#### TAREFAS A REALIZAR:
1 - Responda, com base no texto sobre a plataforma petrolífera:
(a) A que distância da costa está o navio-plataforma Cidade Angra dos Reis?
(b) Quantos operários e técnicos estão, aproximadamente, na plataforma?
(c) Quanto ganha José David por mês na plataforma?
2 - Enumere todas as instalações que, segundo o texto sobre a plataforma petrolífera, tornam o local propenso a acidentes.
3 - Retome o texto sobre a plataforma petrolífera a partir do ponto em que termina.

====== TEXTO CITADO ======

Só a construção de cada uma das 14 plataformas que vão retirar o petróleo do fundo do mar custa ao consórcio 1,2 mil milhões de euros. São 18 mil milhões, fora a perfuração dos poços, que em alto-mar custam até 225 milhões cada, e ainda as sondas de exploração que valem 750 mil por dia. "Só naquela sonda ali ao fundo colocámos 75 mil dólares por dia", aponta Ferreira de Oliveira, olhando para a estrutura que está ancorada na bacia de Santos, a alguns quilómetros do navio-plataforma Cidade Angra dos Reis.

Este antigo petroleiro convertido em moderna plataforma petrolífera - e que já produz 95 mil barris por dia - está a 300 quilómetros da costa, no meio do Atlântico. São quase duas horas de helicóptero. O isolamento é extremo - "Às vezes esquecemos que dia é", diz Rivadavia Freitas, um dos engenheiros-chefe da plataforma. E o risco também. "Temos aqui tudo para ter acidentes": extração de petróleo, uma refinaria, uma central a gás para produzir eletricidade e uma torre para libertar o gás que sai dos poços e evitar que tudo vá pelos ares.

Mas é estar ali confinado vários dias seguidos que mais pesa nos cerca de 100 operários e técnicos. "A cada 14 dias há uma troca de pessoas que depois ficam pouco mais de duas semanas em terra antes de voltar", explica Rivadavia. Contas feitas, metade do ano é passada ali. "Perdemos muita coisa. O aniversário dos filhos e o Natal... mas aprendemos a lidar com isso. E compensa." José David, 38 anos, casado e com três filhos, é um dos residente no Cidade Angra dos Reis. "Aqui ganho seis mil reais [cerca de dois mil euros] por mês. Em terra ganharia dois mil [650 euros]".

Ferreira de Oliveira sabe o que é estar isolado. "Nunca fiquei a viver numa plataforma, mas trabalhei numa vários anos, ia e vinha de lancha todos os dias porque era em águas rasas, mais perto da costa. Mas era chefe de turno, tinha de gerir as pessoas - num local como este isso é muito importante. Ao fim de uns dias as pessoas pegam-se."

O Tupi "não foi sorte"

====== INFORMAÇÃO FORNECIDA ======

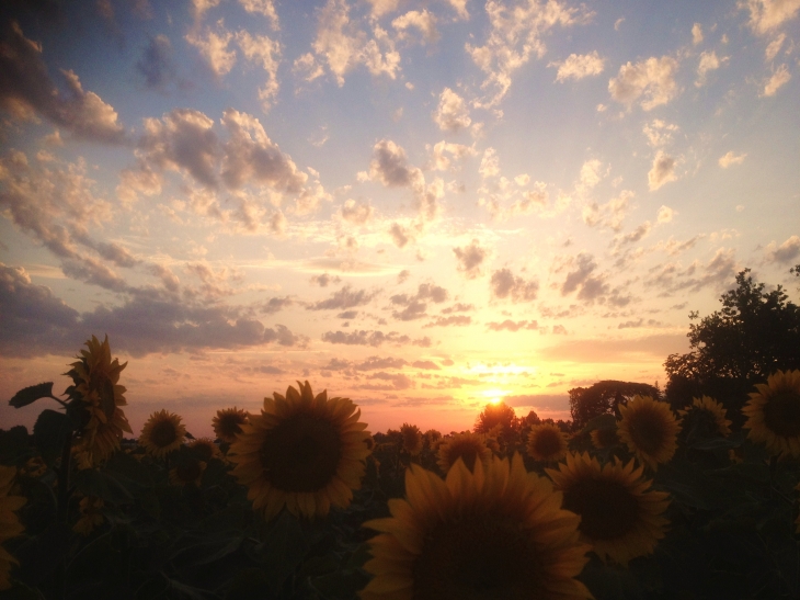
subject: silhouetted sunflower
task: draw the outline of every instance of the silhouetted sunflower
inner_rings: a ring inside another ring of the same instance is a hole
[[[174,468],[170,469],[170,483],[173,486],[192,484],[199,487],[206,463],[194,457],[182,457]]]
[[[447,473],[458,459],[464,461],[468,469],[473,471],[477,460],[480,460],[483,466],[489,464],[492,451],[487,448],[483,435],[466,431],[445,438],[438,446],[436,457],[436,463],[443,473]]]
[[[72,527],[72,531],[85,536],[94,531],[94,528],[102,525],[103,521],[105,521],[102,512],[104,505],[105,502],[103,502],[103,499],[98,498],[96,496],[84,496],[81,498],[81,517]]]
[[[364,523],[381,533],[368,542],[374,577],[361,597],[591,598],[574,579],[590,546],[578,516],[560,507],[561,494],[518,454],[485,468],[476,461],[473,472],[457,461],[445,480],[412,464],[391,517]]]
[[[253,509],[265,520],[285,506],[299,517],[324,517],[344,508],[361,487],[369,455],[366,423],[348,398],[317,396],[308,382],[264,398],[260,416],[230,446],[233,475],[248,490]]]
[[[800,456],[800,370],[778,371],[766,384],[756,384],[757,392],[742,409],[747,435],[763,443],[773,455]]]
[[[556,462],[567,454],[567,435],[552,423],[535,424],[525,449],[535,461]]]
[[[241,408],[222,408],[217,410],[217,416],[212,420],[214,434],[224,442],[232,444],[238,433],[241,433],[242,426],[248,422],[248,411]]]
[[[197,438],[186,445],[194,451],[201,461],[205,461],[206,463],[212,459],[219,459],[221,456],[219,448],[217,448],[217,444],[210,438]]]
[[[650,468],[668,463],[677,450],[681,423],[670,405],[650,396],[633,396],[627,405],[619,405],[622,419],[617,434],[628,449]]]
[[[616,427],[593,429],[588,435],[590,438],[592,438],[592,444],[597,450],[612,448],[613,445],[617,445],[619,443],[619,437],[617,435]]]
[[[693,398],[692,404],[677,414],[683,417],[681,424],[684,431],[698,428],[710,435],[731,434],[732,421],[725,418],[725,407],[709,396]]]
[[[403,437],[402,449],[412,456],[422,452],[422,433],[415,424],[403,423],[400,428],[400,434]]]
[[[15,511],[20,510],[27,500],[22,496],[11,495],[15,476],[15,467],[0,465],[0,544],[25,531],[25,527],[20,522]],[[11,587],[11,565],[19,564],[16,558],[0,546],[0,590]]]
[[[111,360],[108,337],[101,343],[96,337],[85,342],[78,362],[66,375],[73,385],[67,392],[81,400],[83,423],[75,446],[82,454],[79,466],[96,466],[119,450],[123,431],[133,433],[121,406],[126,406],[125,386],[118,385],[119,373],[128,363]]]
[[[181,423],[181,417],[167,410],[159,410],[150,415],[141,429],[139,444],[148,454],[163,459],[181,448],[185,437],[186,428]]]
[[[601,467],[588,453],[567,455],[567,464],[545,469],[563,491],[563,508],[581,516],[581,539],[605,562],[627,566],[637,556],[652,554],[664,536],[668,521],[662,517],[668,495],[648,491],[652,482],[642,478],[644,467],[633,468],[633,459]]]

======

#### RESULTADOS DO EXERCÍCIO:
1 -
(a) A 300 quilómetros da costa.
(b) Cerca de 100.
(c) Seis mil reais, cerca de dois mil euros.

2 -
- Extração de petróleo
- Uma refinaria
- Uma central a gás para produzir eletricidade
- Uma torre para libertar o gás que sai dos poços

3 -
Ferreira de Oliveira é um homem do petróleo. Já tinha na bagagem a exploração e produção quando entrou na Galp, nos anos 90, no momento em que a petrolífera decidiu expandir-se. Começou por Angola, de onde já retira crude há vários anos, e depois virou-se para a América Latina. A primeira meta era produzir 30 mil barris por dia - que praticamente já alcançou - depois passou para 80 mil e com o Brasil escalou para 300 mil em 2020.

"Este objetivo não é uma aspiração, está relacionado com programas em curso e que respondem a colocar em produção reservas já descobertas", diz o CEO, referindo-se aos 14 navios-plataforma que vão estar a operar até 2018.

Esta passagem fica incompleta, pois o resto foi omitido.